## Task requirements
Count the lines in the records below that contain the string "bridge" and give only that number.

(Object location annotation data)
============

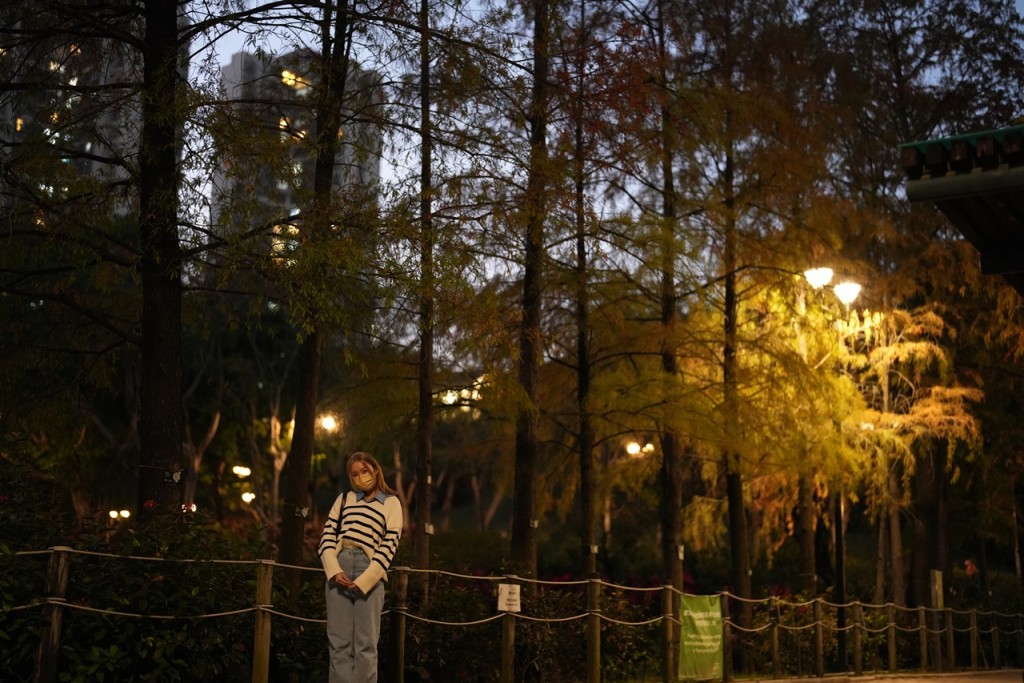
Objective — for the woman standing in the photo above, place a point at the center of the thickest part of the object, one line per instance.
(358, 543)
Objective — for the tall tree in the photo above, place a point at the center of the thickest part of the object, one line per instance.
(534, 214)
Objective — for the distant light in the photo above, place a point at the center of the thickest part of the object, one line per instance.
(847, 292)
(818, 278)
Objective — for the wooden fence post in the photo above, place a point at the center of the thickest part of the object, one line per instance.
(974, 639)
(891, 637)
(996, 659)
(950, 633)
(56, 593)
(858, 650)
(923, 637)
(261, 633)
(508, 640)
(399, 607)
(669, 657)
(776, 666)
(819, 643)
(726, 641)
(594, 630)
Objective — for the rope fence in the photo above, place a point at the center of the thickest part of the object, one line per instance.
(760, 636)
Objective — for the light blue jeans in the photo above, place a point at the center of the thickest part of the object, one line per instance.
(353, 626)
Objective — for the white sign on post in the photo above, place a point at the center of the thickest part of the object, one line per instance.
(508, 597)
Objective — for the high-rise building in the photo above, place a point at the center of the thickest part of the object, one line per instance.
(272, 99)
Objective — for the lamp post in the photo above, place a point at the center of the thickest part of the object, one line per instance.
(847, 293)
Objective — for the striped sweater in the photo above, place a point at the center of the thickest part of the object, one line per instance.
(375, 524)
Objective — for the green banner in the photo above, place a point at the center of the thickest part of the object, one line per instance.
(700, 638)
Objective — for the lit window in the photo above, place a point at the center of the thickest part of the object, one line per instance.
(293, 80)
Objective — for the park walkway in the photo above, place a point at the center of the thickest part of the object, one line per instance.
(1000, 676)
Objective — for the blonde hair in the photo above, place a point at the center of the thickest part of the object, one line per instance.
(361, 457)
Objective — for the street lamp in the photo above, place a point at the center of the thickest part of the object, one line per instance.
(847, 293)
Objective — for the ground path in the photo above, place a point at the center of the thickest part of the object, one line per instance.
(1001, 676)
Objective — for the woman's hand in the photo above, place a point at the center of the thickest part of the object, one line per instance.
(341, 580)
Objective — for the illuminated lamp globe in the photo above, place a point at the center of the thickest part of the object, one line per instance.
(847, 292)
(818, 278)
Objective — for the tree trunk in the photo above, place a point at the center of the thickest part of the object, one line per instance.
(295, 506)
(523, 545)
(925, 556)
(161, 428)
(806, 514)
(425, 413)
(896, 542)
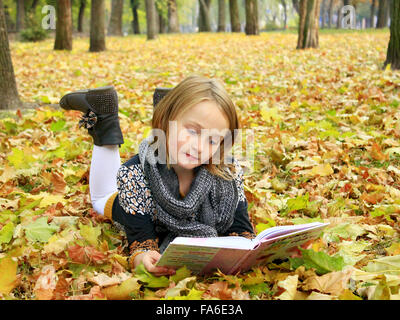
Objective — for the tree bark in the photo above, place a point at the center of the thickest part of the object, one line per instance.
(115, 24)
(151, 19)
(173, 20)
(221, 16)
(204, 16)
(393, 52)
(8, 86)
(296, 6)
(63, 39)
(284, 14)
(372, 15)
(308, 24)
(20, 21)
(135, 21)
(234, 15)
(330, 13)
(251, 18)
(322, 13)
(82, 6)
(97, 26)
(382, 14)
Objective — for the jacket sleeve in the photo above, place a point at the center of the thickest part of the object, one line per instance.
(241, 224)
(132, 210)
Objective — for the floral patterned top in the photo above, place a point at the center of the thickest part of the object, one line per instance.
(133, 207)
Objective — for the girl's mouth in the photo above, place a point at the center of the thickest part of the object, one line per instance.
(189, 156)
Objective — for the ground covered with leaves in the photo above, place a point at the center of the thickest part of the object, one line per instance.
(326, 127)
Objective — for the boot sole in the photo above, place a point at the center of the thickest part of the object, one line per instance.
(84, 105)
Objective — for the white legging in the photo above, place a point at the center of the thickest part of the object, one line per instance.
(103, 175)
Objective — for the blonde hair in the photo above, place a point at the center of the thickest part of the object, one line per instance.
(191, 91)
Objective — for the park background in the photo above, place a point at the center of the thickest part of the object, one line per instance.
(324, 113)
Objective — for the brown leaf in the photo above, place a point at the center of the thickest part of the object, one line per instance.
(333, 283)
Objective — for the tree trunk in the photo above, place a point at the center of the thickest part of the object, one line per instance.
(97, 26)
(173, 21)
(322, 13)
(372, 15)
(308, 24)
(8, 86)
(251, 18)
(330, 13)
(393, 52)
(296, 6)
(115, 24)
(221, 16)
(20, 21)
(284, 14)
(151, 19)
(382, 14)
(204, 16)
(82, 6)
(234, 15)
(135, 21)
(63, 40)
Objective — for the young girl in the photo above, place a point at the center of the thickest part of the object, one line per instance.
(189, 194)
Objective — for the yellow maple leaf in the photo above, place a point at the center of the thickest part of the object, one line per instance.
(8, 271)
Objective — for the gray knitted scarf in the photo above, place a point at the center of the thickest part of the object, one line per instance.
(206, 211)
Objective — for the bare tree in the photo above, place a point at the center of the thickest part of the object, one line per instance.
(135, 21)
(20, 21)
(234, 15)
(151, 19)
(393, 52)
(173, 21)
(8, 86)
(251, 17)
(97, 26)
(221, 16)
(382, 14)
(115, 24)
(308, 24)
(283, 2)
(63, 39)
(82, 7)
(204, 15)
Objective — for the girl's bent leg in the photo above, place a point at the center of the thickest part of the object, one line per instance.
(103, 175)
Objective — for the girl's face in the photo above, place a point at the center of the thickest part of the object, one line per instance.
(196, 134)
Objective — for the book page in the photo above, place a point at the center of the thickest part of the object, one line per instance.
(280, 247)
(281, 230)
(200, 259)
(232, 242)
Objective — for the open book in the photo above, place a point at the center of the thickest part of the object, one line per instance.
(233, 254)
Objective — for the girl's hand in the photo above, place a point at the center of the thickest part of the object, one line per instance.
(149, 259)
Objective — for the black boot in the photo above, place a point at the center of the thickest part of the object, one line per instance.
(100, 108)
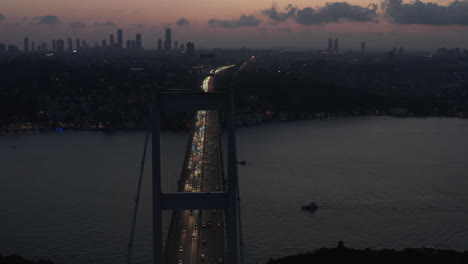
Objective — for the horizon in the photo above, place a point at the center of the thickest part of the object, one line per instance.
(295, 25)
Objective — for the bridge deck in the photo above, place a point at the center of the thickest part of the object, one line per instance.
(198, 236)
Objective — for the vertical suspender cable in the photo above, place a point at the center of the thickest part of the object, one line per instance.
(140, 180)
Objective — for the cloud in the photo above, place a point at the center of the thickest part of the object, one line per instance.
(277, 16)
(417, 12)
(48, 20)
(335, 13)
(242, 21)
(182, 22)
(77, 25)
(105, 24)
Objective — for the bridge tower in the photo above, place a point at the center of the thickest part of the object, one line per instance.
(223, 200)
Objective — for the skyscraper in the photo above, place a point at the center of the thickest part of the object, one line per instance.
(168, 40)
(138, 42)
(129, 44)
(119, 38)
(190, 48)
(111, 41)
(336, 47)
(26, 45)
(159, 44)
(60, 45)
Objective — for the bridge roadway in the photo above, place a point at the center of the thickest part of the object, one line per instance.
(198, 236)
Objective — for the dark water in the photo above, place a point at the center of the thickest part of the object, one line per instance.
(379, 182)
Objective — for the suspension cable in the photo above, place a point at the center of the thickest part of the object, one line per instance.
(140, 180)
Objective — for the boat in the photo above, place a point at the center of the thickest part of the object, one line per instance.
(310, 207)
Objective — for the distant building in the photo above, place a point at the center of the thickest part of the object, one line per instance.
(168, 40)
(159, 44)
(119, 38)
(60, 45)
(190, 48)
(12, 49)
(26, 45)
(330, 45)
(138, 43)
(129, 45)
(111, 41)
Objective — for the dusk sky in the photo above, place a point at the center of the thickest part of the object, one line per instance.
(293, 24)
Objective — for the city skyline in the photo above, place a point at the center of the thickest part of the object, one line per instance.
(296, 24)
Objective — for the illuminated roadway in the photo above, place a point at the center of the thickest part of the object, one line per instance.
(198, 236)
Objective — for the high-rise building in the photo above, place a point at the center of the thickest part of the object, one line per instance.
(26, 45)
(138, 42)
(159, 44)
(129, 44)
(168, 40)
(336, 47)
(60, 45)
(111, 41)
(330, 45)
(119, 38)
(2, 48)
(190, 48)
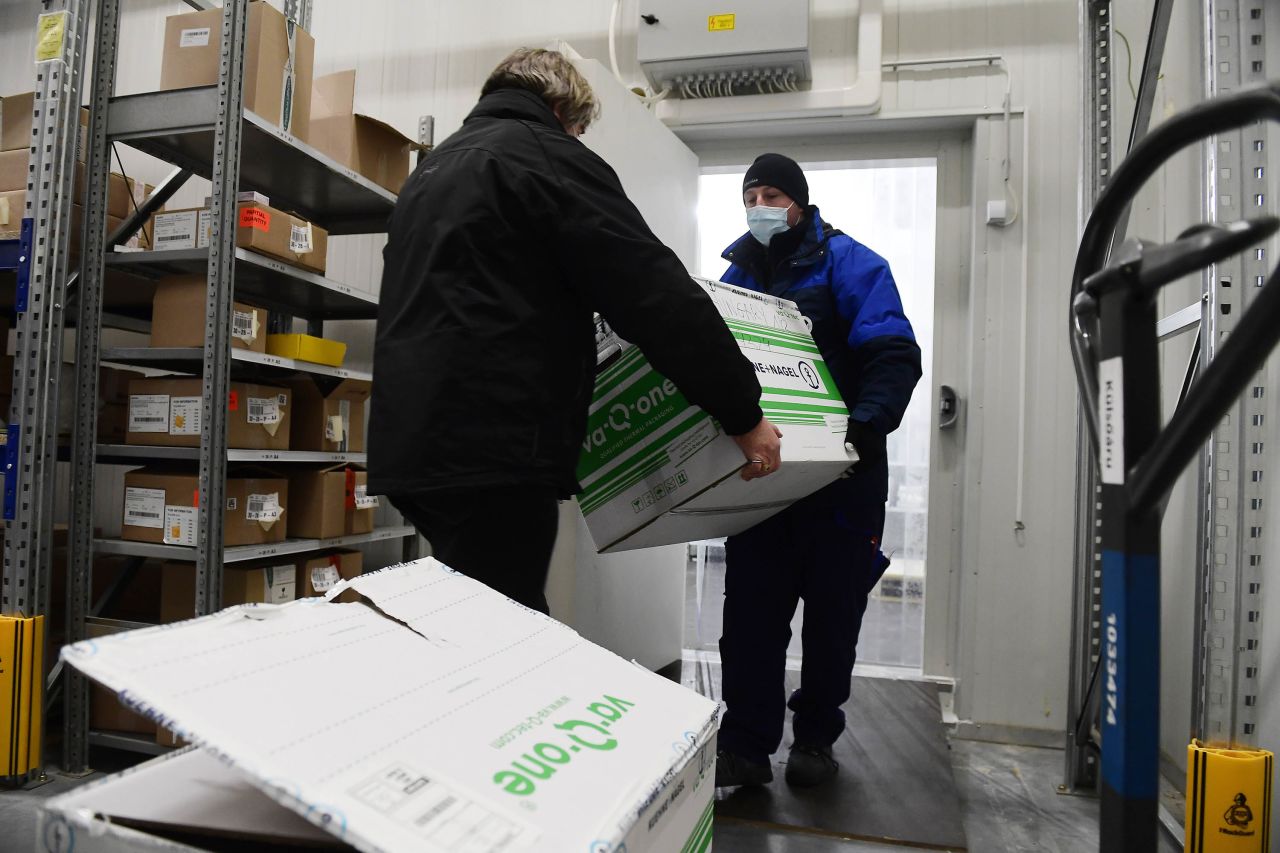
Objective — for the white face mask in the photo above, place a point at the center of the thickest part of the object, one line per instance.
(766, 222)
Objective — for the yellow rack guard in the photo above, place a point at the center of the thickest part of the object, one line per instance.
(22, 693)
(1228, 799)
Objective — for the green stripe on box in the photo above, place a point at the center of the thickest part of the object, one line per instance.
(700, 839)
(782, 334)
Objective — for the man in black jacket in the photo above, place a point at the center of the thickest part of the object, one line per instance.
(503, 243)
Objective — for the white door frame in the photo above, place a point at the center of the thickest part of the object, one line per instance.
(952, 150)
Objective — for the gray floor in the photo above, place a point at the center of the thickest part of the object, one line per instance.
(892, 628)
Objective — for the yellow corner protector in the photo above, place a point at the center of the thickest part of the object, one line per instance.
(1228, 799)
(22, 693)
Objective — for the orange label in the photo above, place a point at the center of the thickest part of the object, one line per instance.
(255, 218)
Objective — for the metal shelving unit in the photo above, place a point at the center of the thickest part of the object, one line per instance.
(204, 132)
(240, 553)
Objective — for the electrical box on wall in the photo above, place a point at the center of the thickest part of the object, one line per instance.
(713, 49)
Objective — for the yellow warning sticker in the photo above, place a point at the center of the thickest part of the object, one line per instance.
(50, 32)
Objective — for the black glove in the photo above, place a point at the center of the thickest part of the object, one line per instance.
(868, 441)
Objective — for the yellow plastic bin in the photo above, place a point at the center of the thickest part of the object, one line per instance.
(306, 347)
(1228, 799)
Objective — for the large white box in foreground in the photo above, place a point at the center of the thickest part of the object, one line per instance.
(444, 717)
(658, 470)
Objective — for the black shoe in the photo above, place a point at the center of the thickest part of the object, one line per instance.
(810, 765)
(734, 770)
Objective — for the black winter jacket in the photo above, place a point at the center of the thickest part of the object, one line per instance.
(504, 241)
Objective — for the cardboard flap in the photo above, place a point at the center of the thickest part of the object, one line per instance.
(383, 127)
(333, 95)
(373, 762)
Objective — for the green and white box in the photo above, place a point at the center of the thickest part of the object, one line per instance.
(658, 470)
(446, 717)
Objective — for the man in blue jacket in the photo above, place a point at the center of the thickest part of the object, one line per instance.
(823, 548)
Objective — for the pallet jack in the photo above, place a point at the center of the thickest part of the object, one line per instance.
(1114, 346)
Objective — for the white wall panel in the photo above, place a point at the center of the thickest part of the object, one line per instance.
(430, 56)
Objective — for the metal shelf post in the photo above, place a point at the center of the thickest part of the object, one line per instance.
(31, 450)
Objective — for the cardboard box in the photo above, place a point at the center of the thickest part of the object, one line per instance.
(259, 228)
(508, 728)
(178, 316)
(105, 712)
(333, 420)
(250, 583)
(278, 63)
(160, 506)
(13, 177)
(360, 142)
(318, 575)
(165, 413)
(17, 113)
(329, 502)
(658, 470)
(307, 347)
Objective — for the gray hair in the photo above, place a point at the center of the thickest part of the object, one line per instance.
(552, 77)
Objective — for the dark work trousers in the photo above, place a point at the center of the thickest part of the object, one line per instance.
(826, 551)
(499, 536)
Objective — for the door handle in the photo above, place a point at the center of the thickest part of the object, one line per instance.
(949, 407)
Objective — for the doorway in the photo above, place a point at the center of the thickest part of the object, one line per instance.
(891, 208)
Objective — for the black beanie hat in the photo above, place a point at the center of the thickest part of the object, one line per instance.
(781, 172)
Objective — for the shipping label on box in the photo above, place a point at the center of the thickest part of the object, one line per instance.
(658, 470)
(512, 733)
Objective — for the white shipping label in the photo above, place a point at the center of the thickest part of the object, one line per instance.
(144, 507)
(280, 584)
(197, 37)
(149, 414)
(1111, 419)
(184, 416)
(264, 507)
(176, 231)
(204, 229)
(179, 525)
(264, 410)
(364, 500)
(245, 325)
(300, 238)
(323, 578)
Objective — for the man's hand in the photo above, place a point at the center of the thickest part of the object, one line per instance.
(762, 448)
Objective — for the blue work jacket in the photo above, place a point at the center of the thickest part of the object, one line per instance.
(849, 295)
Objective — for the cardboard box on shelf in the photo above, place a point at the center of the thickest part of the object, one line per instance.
(458, 737)
(259, 228)
(328, 502)
(17, 113)
(268, 582)
(320, 574)
(307, 347)
(360, 142)
(160, 506)
(329, 418)
(105, 712)
(658, 470)
(165, 413)
(278, 62)
(13, 176)
(178, 316)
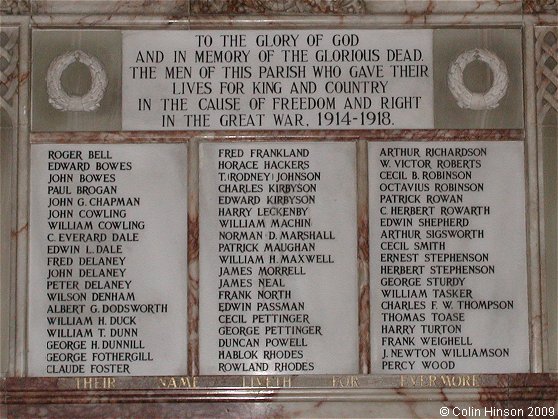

============

## Correct output
3